**Task statement:** Pull out all lines from the listing below in which the word "hand" appears.
------ Material for the task ------
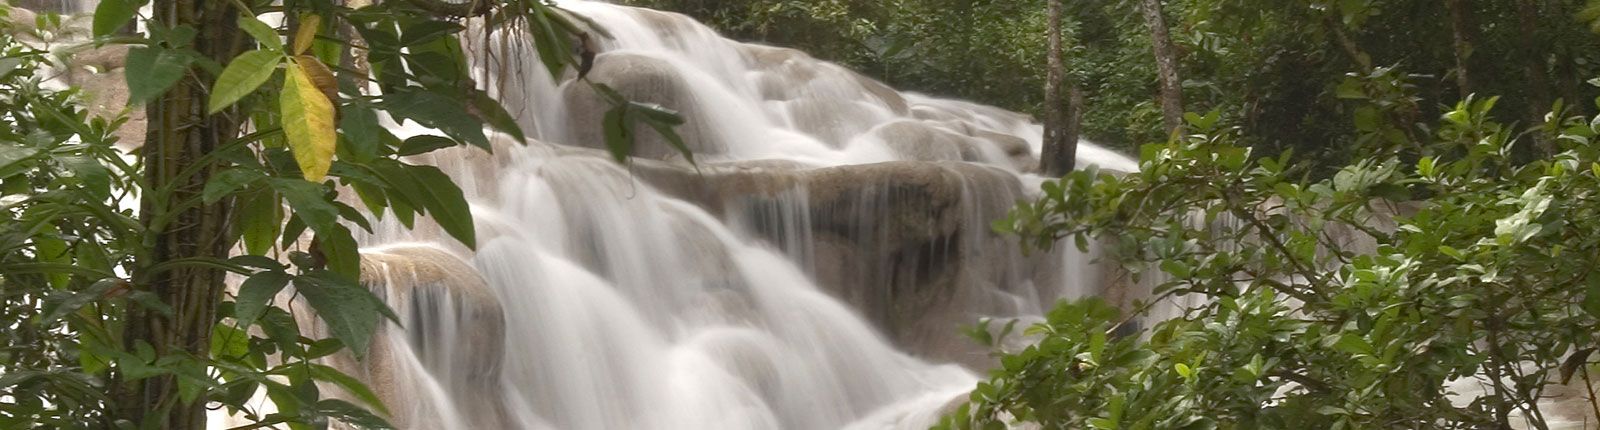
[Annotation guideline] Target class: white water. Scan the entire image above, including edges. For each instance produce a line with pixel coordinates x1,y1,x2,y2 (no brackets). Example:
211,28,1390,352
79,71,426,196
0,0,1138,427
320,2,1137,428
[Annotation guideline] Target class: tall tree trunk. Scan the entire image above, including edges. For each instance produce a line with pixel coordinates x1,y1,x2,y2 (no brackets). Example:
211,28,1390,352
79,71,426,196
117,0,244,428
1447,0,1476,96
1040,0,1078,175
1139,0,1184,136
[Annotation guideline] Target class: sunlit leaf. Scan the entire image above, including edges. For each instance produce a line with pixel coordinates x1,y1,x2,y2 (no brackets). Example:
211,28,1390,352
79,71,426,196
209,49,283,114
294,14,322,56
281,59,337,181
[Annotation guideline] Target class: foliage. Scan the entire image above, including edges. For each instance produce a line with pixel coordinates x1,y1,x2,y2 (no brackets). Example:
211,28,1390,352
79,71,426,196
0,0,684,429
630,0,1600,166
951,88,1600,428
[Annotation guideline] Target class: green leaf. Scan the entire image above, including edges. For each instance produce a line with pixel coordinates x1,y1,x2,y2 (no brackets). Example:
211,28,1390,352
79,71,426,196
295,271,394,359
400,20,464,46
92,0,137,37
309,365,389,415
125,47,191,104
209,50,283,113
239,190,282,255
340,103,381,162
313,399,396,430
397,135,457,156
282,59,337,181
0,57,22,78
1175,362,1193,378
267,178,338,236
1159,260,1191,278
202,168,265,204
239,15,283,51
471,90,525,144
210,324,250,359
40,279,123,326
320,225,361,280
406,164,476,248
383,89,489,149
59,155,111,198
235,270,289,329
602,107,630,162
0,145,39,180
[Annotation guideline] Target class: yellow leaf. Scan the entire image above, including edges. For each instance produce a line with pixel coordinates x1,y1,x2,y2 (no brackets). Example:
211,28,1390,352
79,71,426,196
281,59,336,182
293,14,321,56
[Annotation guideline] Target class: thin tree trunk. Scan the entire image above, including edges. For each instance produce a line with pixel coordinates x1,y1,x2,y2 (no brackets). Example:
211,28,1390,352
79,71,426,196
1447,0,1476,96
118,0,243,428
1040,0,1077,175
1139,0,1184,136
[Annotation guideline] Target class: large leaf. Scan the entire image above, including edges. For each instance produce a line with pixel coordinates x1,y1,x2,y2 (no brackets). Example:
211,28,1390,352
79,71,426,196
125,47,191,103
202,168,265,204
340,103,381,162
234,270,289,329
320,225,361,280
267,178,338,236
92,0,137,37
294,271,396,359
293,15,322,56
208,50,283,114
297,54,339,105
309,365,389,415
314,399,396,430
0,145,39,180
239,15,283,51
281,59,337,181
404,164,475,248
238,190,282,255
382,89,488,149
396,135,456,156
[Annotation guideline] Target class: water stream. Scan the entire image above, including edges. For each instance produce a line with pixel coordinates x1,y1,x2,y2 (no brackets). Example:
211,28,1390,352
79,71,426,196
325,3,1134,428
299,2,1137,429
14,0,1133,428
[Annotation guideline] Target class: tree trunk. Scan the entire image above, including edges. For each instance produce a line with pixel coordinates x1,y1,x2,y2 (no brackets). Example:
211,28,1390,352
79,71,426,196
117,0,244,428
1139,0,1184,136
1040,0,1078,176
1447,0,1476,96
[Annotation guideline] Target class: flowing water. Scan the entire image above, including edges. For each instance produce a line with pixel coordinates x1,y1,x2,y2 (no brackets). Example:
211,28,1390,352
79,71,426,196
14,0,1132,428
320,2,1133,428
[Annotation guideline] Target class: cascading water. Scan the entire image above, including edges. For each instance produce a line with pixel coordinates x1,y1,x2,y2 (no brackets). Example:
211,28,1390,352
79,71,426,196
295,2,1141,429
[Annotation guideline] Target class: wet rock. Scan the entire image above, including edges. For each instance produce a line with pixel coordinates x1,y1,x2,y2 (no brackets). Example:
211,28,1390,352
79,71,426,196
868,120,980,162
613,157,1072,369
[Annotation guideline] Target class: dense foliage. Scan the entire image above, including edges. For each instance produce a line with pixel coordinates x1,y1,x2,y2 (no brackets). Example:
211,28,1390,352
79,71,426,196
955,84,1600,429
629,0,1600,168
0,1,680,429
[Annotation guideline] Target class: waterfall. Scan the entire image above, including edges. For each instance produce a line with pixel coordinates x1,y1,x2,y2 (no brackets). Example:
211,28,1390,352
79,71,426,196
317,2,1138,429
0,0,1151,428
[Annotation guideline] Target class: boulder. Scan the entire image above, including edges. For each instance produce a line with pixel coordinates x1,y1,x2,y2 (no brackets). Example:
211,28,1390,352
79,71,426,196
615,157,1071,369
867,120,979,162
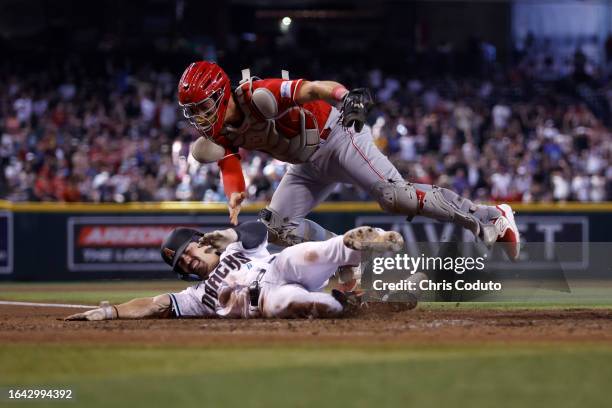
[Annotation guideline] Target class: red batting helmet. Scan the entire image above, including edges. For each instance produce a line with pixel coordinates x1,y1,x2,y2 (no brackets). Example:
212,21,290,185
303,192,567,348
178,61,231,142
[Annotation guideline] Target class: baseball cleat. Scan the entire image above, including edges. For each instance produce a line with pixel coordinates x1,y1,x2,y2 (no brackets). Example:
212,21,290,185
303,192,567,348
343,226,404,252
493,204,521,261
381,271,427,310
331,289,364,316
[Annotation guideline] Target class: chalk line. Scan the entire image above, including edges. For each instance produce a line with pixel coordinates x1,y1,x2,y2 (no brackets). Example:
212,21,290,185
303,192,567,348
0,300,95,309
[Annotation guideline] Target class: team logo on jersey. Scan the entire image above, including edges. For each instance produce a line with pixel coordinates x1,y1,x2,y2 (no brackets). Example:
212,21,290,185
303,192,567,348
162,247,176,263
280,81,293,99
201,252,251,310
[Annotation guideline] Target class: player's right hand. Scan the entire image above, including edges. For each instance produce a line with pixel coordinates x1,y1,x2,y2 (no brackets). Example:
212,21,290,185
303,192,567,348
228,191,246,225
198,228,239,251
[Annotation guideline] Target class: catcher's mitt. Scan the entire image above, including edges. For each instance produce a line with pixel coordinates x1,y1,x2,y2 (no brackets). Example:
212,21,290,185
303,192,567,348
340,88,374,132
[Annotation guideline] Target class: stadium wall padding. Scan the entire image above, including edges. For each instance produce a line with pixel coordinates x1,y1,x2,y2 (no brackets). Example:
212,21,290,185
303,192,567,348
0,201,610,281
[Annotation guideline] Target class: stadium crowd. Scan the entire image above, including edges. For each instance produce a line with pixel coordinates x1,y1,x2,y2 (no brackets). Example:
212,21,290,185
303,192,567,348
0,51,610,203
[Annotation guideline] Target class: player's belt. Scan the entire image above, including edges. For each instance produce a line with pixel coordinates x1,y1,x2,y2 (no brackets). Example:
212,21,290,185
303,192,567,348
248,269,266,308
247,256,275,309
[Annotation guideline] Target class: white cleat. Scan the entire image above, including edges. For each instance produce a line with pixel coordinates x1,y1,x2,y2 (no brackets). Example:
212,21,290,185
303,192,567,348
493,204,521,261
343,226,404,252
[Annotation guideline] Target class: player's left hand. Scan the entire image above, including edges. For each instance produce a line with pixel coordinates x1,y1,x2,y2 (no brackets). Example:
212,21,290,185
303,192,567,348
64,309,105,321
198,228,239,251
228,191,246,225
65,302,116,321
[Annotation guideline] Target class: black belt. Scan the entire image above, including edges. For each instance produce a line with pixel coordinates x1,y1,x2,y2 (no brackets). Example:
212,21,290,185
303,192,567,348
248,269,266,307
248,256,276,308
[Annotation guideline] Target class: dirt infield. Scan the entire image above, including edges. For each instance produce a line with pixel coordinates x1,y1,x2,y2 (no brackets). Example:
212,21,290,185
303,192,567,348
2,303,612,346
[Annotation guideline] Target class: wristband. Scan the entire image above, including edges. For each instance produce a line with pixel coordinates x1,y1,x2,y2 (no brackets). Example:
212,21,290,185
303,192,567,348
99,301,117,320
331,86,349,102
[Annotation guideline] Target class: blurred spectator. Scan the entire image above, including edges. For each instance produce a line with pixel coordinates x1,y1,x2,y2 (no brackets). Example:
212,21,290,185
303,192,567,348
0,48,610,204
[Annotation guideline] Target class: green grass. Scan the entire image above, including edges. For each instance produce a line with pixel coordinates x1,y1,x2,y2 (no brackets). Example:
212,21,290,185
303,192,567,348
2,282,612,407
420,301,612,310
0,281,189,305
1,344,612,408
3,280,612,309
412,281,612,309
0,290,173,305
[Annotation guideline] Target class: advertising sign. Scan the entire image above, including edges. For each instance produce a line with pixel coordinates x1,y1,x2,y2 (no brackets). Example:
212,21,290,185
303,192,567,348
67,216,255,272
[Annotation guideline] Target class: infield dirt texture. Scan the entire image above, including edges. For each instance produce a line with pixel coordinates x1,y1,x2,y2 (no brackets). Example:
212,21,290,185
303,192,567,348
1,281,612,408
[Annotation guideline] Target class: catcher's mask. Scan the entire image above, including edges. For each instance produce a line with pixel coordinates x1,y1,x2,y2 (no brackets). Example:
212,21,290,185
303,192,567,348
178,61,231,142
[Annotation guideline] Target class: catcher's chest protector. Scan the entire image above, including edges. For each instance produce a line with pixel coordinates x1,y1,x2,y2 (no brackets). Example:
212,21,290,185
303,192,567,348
------
------ Material for the task ------
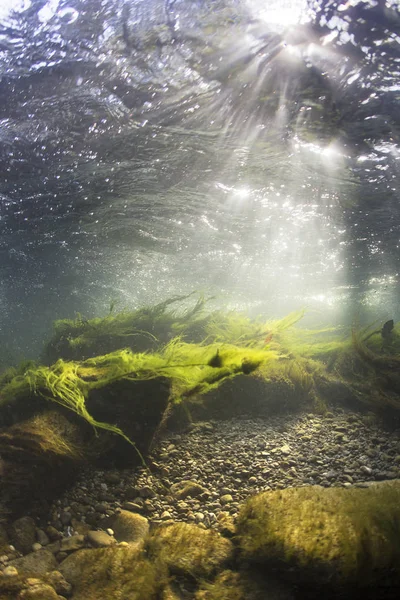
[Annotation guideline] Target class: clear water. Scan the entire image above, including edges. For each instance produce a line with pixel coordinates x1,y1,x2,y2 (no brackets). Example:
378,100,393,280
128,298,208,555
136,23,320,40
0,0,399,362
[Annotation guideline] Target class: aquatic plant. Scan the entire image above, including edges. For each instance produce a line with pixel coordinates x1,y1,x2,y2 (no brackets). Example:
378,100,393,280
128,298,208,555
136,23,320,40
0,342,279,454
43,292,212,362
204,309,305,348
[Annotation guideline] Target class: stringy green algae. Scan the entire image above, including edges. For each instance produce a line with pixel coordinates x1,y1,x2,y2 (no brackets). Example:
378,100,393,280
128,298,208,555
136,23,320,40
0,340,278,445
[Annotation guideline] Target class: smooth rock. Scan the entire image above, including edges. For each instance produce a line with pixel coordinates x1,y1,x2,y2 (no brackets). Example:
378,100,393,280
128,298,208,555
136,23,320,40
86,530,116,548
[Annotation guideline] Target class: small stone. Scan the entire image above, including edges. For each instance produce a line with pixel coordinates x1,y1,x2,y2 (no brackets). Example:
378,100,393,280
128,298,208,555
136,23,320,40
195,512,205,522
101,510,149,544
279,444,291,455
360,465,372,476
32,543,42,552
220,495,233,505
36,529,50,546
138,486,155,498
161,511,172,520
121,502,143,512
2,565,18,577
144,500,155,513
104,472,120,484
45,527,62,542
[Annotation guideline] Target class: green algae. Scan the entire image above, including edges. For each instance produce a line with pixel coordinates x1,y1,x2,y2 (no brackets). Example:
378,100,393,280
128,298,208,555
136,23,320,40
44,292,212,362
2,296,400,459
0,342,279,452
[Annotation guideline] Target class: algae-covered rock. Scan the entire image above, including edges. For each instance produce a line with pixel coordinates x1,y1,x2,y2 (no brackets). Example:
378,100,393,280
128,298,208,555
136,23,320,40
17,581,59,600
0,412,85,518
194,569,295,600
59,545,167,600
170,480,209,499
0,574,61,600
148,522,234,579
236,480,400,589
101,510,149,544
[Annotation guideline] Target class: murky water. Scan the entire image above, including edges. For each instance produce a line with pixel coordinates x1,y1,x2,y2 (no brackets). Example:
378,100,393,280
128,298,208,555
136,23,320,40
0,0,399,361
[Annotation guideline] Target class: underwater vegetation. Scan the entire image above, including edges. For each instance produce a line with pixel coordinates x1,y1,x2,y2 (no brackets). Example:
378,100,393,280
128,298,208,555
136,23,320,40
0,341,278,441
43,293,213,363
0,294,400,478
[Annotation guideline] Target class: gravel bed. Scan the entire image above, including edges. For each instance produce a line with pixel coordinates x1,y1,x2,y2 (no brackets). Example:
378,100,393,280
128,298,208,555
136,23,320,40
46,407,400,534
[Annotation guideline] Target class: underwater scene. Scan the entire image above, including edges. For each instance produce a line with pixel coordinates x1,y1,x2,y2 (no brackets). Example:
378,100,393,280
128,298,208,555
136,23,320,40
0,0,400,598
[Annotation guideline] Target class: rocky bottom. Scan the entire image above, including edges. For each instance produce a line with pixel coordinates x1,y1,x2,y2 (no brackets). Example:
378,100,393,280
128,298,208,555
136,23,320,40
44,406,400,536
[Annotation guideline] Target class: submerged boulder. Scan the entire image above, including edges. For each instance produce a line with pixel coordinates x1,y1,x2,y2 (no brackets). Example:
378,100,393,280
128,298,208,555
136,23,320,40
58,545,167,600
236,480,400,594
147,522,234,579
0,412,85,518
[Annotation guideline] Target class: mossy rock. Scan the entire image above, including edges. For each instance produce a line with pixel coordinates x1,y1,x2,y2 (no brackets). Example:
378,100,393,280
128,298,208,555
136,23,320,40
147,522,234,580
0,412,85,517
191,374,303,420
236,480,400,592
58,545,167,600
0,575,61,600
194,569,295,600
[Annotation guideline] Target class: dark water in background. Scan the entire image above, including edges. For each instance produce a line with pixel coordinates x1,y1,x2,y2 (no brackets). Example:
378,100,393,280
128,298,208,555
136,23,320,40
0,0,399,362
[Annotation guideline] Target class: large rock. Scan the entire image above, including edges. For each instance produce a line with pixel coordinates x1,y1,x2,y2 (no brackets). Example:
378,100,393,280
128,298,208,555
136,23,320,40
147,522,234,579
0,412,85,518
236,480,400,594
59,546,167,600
------
**Result of this task:**
[Annotation guideline] Target class: player's right hand. Scan the entire image above, including edges. For each instance produce a line with pixel coordinates x1,y1,x2,y2 (no brackets). Example:
[Annotation guideline] Target class: player's left hand. Scan the entire image above, including edges. For each instance produce a line with pixel coordinates x1,y1,x2,y2 (no brackets). Example:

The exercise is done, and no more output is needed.